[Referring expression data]

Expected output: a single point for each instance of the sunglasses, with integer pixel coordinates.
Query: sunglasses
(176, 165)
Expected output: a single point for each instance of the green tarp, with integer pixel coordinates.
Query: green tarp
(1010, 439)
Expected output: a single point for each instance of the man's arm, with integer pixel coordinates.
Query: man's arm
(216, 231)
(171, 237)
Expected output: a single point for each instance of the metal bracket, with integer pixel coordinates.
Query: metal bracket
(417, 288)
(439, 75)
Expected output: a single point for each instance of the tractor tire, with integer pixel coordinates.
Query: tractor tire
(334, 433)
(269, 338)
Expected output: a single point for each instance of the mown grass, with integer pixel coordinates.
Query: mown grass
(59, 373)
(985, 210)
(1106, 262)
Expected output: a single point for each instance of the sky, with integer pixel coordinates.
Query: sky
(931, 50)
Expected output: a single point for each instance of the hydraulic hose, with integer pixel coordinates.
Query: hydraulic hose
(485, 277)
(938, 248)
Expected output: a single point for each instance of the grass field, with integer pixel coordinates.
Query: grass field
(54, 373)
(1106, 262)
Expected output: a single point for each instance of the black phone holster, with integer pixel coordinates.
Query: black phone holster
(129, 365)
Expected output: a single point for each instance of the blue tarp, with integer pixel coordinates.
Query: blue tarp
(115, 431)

▶ _Task_
Filter the entries and copy each line with "single".

▶ _Your response_
Expected output: a single point for each instance of the sunglasses, with integer pixel coordinates.
Expected output: a single point for each instance of the green tarp, with integer pixel coordinates.
Expected output: a single point for each instance of the man's arm, with integer pixel coordinates.
Expected output: a single point for each instance of the metal bracket, with integer pixel coordinates.
Expected output: a single point for each instance of the tractor tire, with integer pixel coordinates.
Expected output: a single point for each instance of the mown grass, with integer pixel coordinates.
Expected output: a single point for each instance of the sky, with integer pixel coordinates.
Expected output: a single point for each instance of the hydraulic hose, with integer pixel coordinates.
Expected output: a single point for each instance of the grass field, with integer pixel coordinates.
Expected output: a single point for each instance of the black phone holster, with integer pixel coordinates.
Expected output: a single point for each instance of the blue tarp, with integer pixel coordinates.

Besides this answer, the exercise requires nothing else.